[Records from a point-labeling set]
+---+
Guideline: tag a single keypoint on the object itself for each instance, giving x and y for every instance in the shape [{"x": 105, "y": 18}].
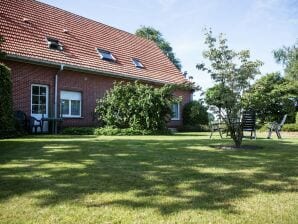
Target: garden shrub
[
  {"x": 195, "y": 117},
  {"x": 195, "y": 113},
  {"x": 78, "y": 131},
  {"x": 290, "y": 127},
  {"x": 7, "y": 122},
  {"x": 110, "y": 131},
  {"x": 287, "y": 127},
  {"x": 194, "y": 128},
  {"x": 137, "y": 106}
]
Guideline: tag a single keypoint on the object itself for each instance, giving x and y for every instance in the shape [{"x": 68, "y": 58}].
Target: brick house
[{"x": 62, "y": 62}]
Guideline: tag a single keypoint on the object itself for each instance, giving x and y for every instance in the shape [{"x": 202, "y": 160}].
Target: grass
[{"x": 147, "y": 179}]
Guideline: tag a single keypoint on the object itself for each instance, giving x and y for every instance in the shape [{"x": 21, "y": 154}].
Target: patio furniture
[
  {"x": 35, "y": 123},
  {"x": 53, "y": 123},
  {"x": 274, "y": 126},
  {"x": 249, "y": 123}
]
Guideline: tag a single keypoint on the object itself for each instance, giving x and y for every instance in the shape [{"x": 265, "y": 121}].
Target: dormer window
[
  {"x": 106, "y": 55},
  {"x": 54, "y": 44},
  {"x": 137, "y": 63}
]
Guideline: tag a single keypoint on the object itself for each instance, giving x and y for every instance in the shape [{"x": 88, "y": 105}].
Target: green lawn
[{"x": 147, "y": 179}]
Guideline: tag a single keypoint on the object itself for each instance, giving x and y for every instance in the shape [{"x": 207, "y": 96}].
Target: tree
[
  {"x": 137, "y": 106},
  {"x": 154, "y": 35},
  {"x": 288, "y": 56},
  {"x": 272, "y": 96},
  {"x": 232, "y": 72},
  {"x": 195, "y": 113}
]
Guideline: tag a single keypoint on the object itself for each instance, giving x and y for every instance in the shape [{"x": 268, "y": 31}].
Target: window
[
  {"x": 39, "y": 98},
  {"x": 176, "y": 111},
  {"x": 70, "y": 103},
  {"x": 54, "y": 44},
  {"x": 137, "y": 63},
  {"x": 106, "y": 55}
]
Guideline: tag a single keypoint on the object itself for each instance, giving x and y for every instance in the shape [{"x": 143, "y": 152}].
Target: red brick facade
[{"x": 91, "y": 86}]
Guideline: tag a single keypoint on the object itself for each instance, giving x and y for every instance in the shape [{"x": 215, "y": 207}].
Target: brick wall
[{"x": 91, "y": 86}]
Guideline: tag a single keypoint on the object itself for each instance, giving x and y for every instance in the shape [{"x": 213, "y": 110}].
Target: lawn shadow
[{"x": 169, "y": 174}]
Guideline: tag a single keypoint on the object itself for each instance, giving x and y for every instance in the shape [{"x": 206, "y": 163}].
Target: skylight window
[
  {"x": 106, "y": 55},
  {"x": 137, "y": 63},
  {"x": 54, "y": 44}
]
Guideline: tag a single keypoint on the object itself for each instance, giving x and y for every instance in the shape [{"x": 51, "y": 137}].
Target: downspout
[{"x": 56, "y": 91}]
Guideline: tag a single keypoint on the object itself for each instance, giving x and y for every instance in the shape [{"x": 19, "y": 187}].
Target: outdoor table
[{"x": 53, "y": 123}]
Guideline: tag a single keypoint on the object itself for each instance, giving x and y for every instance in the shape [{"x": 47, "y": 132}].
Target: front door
[{"x": 40, "y": 103}]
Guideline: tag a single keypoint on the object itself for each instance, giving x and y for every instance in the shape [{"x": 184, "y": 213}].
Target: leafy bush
[
  {"x": 195, "y": 114},
  {"x": 194, "y": 128},
  {"x": 6, "y": 111},
  {"x": 286, "y": 127},
  {"x": 273, "y": 96},
  {"x": 78, "y": 131},
  {"x": 136, "y": 106},
  {"x": 108, "y": 130},
  {"x": 290, "y": 127}
]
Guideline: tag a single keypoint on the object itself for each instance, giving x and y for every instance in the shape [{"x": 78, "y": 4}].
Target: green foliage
[
  {"x": 232, "y": 72},
  {"x": 137, "y": 106},
  {"x": 272, "y": 96},
  {"x": 78, "y": 131},
  {"x": 110, "y": 131},
  {"x": 2, "y": 54},
  {"x": 285, "y": 127},
  {"x": 154, "y": 35},
  {"x": 290, "y": 127},
  {"x": 6, "y": 111},
  {"x": 195, "y": 113},
  {"x": 194, "y": 128},
  {"x": 288, "y": 56}
]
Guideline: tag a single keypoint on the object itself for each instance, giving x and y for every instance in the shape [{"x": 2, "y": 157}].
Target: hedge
[{"x": 110, "y": 131}]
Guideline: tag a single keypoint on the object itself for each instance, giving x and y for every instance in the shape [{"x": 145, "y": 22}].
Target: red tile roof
[{"x": 26, "y": 24}]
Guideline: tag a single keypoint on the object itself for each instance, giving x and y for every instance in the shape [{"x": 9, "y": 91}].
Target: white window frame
[
  {"x": 101, "y": 53},
  {"x": 178, "y": 117},
  {"x": 70, "y": 99},
  {"x": 137, "y": 63},
  {"x": 47, "y": 99}
]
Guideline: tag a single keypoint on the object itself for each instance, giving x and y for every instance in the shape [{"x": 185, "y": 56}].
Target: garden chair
[
  {"x": 274, "y": 126},
  {"x": 35, "y": 123},
  {"x": 249, "y": 123}
]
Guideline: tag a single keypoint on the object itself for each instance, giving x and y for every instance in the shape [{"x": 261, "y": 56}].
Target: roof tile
[{"x": 84, "y": 36}]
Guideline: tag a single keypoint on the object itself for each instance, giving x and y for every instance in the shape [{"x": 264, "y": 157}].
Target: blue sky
[{"x": 257, "y": 25}]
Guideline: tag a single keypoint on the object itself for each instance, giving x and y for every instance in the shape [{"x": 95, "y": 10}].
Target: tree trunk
[{"x": 236, "y": 134}]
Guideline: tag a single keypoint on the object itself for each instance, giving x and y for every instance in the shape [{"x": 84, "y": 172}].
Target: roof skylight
[
  {"x": 54, "y": 44},
  {"x": 106, "y": 55},
  {"x": 137, "y": 63}
]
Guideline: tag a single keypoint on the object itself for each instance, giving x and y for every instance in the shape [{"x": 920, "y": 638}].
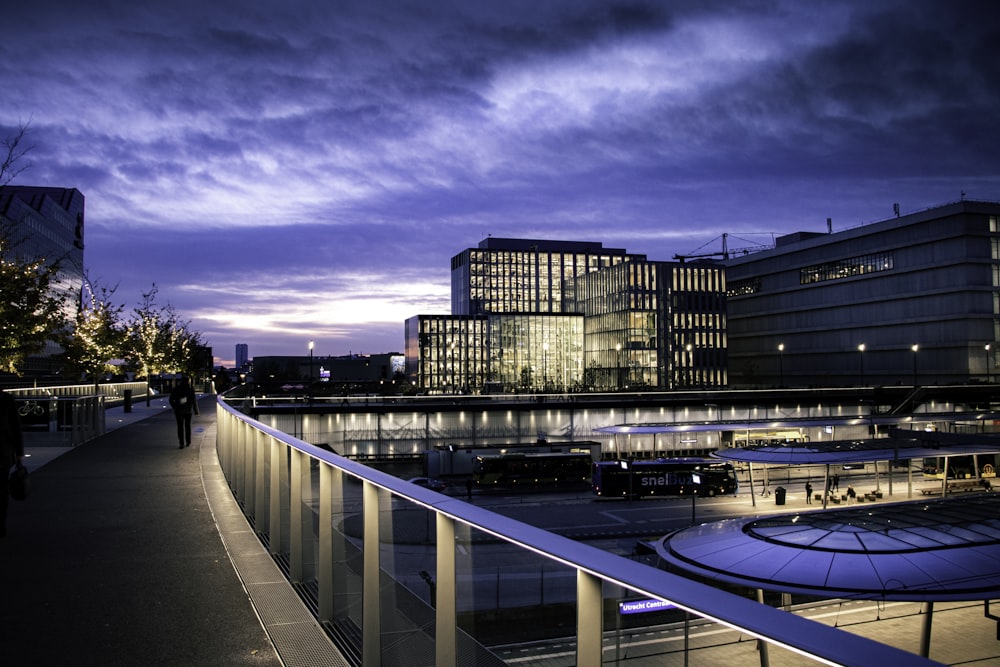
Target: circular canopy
[{"x": 917, "y": 551}]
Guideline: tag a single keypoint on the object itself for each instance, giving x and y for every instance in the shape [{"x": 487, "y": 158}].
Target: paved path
[{"x": 128, "y": 552}]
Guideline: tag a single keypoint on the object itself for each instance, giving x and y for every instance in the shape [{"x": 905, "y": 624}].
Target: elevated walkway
[{"x": 131, "y": 551}]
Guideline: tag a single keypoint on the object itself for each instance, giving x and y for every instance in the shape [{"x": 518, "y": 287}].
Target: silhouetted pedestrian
[
  {"x": 185, "y": 405},
  {"x": 11, "y": 451}
]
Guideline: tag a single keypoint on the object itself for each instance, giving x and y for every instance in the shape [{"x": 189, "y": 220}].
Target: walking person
[
  {"x": 11, "y": 451},
  {"x": 185, "y": 405}
]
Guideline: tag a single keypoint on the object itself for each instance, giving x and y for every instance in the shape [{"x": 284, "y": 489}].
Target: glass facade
[
  {"x": 523, "y": 275},
  {"x": 653, "y": 325},
  {"x": 560, "y": 316}
]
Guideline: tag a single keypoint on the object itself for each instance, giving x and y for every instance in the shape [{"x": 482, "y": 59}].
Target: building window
[
  {"x": 743, "y": 287},
  {"x": 846, "y": 268}
]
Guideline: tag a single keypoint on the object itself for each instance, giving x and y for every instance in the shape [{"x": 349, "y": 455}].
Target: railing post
[
  {"x": 295, "y": 516},
  {"x": 274, "y": 529},
  {"x": 260, "y": 512},
  {"x": 371, "y": 608},
  {"x": 589, "y": 620},
  {"x": 249, "y": 474},
  {"x": 324, "y": 569},
  {"x": 446, "y": 620}
]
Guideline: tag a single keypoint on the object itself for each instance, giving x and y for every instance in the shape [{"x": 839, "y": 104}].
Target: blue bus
[{"x": 663, "y": 477}]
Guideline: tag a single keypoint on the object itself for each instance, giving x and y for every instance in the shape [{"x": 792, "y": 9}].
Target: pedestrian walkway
[{"x": 130, "y": 551}]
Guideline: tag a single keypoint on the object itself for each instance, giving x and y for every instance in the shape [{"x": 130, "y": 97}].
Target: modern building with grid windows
[
  {"x": 565, "y": 316},
  {"x": 47, "y": 223},
  {"x": 914, "y": 299},
  {"x": 658, "y": 325}
]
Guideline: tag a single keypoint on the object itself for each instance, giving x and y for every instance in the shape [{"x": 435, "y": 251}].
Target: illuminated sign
[{"x": 643, "y": 606}]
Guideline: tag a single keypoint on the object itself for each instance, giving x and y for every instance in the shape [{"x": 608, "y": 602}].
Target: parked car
[{"x": 429, "y": 483}]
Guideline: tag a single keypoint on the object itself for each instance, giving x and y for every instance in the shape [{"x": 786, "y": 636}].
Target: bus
[
  {"x": 663, "y": 477},
  {"x": 967, "y": 466},
  {"x": 532, "y": 471}
]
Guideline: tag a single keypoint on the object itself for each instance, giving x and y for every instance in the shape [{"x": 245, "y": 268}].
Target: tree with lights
[
  {"x": 98, "y": 336},
  {"x": 157, "y": 341}
]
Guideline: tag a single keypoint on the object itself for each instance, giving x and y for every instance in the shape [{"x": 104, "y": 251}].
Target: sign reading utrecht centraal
[{"x": 643, "y": 606}]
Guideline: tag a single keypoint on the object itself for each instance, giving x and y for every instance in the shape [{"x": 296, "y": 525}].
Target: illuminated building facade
[
  {"x": 653, "y": 325},
  {"x": 523, "y": 275},
  {"x": 914, "y": 299},
  {"x": 47, "y": 223}
]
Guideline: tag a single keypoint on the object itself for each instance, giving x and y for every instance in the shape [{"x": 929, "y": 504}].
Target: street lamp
[
  {"x": 689, "y": 364},
  {"x": 545, "y": 366},
  {"x": 781, "y": 364},
  {"x": 987, "y": 363},
  {"x": 861, "y": 352},
  {"x": 310, "y": 362}
]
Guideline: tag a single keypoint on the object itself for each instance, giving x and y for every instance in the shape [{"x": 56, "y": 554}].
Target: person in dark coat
[
  {"x": 11, "y": 451},
  {"x": 185, "y": 405}
]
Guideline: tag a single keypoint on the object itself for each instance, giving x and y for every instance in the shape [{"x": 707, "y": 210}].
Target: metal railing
[
  {"x": 61, "y": 422},
  {"x": 400, "y": 575}
]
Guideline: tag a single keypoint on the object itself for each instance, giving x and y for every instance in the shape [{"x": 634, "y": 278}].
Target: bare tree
[{"x": 14, "y": 150}]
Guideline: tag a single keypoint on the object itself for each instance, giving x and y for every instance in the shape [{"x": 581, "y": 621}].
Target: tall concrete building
[
  {"x": 910, "y": 299},
  {"x": 242, "y": 356},
  {"x": 537, "y": 315}
]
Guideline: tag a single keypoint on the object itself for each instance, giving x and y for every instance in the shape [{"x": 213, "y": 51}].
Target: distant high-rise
[
  {"x": 541, "y": 315},
  {"x": 242, "y": 355},
  {"x": 48, "y": 223}
]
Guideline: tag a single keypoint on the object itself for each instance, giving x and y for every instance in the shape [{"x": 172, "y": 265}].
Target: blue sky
[{"x": 303, "y": 170}]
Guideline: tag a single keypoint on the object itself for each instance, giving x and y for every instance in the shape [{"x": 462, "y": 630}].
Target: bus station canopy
[
  {"x": 901, "y": 444},
  {"x": 931, "y": 550}
]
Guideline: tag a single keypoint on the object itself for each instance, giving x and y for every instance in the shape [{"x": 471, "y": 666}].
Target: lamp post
[
  {"x": 618, "y": 367},
  {"x": 987, "y": 349},
  {"x": 861, "y": 352},
  {"x": 781, "y": 364},
  {"x": 690, "y": 363},
  {"x": 545, "y": 366}
]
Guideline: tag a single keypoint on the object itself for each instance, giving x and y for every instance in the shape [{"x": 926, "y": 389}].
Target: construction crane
[{"x": 726, "y": 251}]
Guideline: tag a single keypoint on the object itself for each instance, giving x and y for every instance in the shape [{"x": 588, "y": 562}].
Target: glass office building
[
  {"x": 562, "y": 316},
  {"x": 523, "y": 275},
  {"x": 653, "y": 325}
]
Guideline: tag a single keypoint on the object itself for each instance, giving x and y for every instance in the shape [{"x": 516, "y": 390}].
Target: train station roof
[
  {"x": 901, "y": 444},
  {"x": 933, "y": 550}
]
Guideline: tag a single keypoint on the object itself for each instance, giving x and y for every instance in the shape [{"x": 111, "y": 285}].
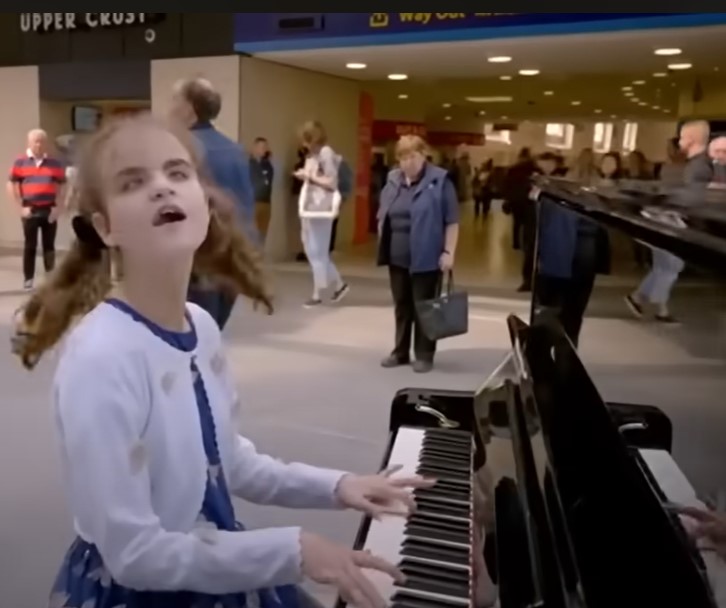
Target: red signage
[
  {"x": 363, "y": 170},
  {"x": 391, "y": 130},
  {"x": 445, "y": 139}
]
+---+
Brief
Extract every line in the records above that contains the word "walkway".

Reply
Target: elevated walkway
Target: pedestrian walkway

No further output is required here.